→ PROMPT:
Pull out every line of the records below that contains the string "dining", matching case exactly.

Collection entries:
[Start]
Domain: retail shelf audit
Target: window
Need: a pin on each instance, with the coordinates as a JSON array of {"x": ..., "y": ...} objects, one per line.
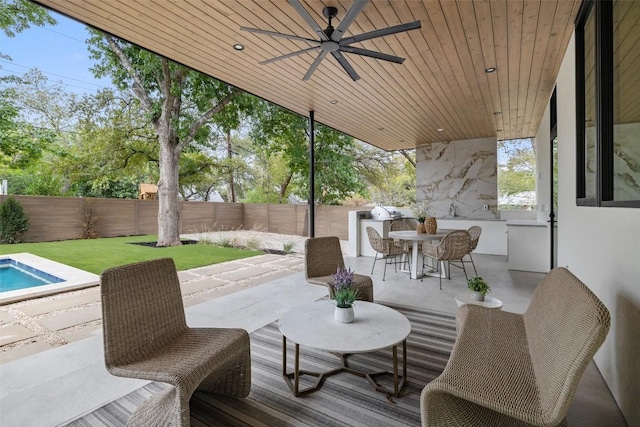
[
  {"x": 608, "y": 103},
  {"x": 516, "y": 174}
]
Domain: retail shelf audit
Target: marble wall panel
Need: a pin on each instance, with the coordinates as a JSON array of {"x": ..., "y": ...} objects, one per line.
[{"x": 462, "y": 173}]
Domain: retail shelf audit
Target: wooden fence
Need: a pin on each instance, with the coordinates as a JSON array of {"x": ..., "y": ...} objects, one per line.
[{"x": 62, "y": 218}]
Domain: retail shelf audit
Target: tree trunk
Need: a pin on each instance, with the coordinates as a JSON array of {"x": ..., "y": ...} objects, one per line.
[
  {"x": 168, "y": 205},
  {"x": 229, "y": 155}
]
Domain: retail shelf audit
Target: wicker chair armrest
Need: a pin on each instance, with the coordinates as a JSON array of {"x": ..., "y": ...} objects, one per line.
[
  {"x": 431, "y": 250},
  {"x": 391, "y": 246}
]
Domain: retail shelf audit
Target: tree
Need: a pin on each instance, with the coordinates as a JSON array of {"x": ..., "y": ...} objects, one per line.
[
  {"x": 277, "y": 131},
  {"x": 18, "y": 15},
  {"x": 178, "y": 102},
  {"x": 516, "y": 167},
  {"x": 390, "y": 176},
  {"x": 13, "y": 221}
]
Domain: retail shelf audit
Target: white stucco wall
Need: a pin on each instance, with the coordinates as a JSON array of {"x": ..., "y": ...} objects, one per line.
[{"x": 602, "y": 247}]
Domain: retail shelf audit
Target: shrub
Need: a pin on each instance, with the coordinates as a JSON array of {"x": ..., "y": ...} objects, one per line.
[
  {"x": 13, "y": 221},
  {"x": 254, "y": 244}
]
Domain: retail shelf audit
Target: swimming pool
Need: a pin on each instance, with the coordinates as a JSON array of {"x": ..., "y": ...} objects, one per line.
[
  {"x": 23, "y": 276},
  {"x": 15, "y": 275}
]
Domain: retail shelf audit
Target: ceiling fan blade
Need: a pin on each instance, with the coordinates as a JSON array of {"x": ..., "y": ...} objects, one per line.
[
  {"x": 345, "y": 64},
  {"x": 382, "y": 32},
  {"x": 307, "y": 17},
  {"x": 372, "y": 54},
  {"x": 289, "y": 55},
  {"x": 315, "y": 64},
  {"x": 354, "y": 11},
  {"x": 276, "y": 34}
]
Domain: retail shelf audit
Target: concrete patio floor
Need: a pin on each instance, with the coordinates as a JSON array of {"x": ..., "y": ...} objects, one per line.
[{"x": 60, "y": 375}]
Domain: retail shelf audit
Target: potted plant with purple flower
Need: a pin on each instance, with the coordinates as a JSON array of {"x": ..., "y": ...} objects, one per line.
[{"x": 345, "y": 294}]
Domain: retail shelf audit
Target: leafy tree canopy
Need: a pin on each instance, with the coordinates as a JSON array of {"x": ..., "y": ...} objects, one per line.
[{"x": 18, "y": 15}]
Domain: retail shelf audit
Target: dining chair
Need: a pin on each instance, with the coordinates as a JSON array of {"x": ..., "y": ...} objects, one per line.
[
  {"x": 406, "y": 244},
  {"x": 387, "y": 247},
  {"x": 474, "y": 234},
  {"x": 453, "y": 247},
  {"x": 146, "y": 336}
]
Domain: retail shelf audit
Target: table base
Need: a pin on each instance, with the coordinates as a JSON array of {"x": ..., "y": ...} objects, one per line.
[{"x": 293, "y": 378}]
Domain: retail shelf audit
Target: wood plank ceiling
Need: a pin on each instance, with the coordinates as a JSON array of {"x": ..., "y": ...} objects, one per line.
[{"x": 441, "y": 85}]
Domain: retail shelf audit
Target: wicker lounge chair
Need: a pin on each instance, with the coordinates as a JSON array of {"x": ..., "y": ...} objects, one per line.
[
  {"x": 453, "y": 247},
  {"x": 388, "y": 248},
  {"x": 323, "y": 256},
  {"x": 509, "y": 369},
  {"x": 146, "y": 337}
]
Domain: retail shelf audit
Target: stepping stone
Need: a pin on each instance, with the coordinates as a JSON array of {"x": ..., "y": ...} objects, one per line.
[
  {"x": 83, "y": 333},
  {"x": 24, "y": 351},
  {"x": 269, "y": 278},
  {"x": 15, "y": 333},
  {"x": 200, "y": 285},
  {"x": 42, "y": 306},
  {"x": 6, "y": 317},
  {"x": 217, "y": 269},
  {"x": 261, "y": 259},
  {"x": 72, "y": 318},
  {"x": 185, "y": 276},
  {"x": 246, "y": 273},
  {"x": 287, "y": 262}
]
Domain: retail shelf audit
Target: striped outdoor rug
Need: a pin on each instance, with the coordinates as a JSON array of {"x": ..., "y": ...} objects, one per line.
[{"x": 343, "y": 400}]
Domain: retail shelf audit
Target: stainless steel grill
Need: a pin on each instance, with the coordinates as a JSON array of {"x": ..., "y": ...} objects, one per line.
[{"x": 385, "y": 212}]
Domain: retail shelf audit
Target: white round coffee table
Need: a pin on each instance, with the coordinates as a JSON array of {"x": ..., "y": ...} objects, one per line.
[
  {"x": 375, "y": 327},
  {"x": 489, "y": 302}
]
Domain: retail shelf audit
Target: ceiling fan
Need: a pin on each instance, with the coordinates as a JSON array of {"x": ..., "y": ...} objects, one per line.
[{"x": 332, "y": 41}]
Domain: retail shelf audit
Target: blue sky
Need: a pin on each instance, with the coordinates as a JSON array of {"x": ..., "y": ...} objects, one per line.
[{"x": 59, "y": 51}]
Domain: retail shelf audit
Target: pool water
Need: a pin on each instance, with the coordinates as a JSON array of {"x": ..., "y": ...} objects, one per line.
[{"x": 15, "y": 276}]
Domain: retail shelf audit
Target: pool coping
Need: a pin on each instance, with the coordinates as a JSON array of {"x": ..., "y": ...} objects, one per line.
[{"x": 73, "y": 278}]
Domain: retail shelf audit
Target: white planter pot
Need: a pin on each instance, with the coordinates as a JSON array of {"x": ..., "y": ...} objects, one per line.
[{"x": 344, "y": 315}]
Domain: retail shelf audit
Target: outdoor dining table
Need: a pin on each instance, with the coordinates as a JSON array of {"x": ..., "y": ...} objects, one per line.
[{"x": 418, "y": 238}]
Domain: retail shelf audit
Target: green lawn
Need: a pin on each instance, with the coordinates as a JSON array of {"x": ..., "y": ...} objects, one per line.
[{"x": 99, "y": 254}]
[End]
[Start]
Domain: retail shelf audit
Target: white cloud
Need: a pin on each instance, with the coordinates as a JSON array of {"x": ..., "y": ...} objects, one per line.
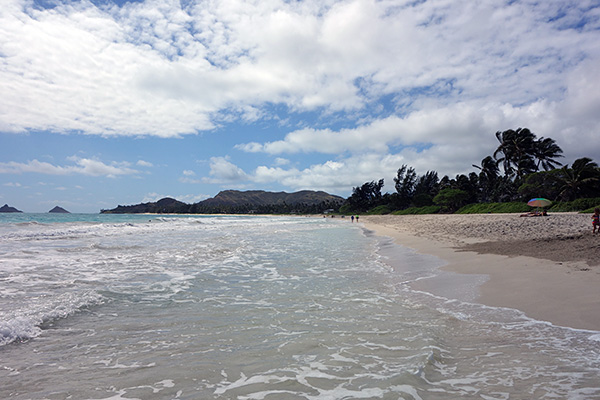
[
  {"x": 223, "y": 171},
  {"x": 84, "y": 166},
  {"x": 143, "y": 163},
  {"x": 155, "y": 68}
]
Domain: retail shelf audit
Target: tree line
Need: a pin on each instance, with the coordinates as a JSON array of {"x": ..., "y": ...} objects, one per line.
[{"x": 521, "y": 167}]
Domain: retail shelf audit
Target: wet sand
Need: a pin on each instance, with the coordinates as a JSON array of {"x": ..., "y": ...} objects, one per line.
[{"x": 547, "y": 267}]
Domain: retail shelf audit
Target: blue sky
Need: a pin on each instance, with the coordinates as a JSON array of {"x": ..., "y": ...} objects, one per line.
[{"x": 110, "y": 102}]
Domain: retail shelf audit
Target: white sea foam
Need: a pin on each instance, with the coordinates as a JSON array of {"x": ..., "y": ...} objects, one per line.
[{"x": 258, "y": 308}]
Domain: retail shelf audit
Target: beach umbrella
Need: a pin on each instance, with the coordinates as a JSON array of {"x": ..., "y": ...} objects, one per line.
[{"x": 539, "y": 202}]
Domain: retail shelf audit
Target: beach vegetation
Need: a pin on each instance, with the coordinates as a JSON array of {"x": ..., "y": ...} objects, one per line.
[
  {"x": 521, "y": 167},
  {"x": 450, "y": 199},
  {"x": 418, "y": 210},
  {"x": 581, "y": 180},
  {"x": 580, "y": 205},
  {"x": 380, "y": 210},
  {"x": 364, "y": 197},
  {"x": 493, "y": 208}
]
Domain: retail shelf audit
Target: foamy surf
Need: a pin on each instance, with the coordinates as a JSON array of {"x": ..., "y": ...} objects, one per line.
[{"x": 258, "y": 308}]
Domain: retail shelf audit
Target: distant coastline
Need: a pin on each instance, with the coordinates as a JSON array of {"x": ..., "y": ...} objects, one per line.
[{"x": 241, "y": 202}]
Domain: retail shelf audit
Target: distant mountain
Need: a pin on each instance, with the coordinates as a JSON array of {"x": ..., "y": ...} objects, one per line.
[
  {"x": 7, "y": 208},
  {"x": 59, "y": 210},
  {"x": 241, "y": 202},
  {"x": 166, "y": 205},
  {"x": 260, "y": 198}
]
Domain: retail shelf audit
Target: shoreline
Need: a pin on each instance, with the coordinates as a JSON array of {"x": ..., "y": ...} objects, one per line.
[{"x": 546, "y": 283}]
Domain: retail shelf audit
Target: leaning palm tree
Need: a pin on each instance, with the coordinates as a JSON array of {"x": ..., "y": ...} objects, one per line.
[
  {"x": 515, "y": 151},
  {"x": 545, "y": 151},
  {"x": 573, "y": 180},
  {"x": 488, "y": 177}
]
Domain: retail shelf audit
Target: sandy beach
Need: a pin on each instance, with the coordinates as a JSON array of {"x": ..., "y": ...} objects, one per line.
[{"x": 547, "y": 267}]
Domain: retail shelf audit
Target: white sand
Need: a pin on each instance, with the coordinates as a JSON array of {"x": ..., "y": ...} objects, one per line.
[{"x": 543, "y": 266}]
[End]
→ OUTPUT:
Target: dining chair
Target: outdoor dining table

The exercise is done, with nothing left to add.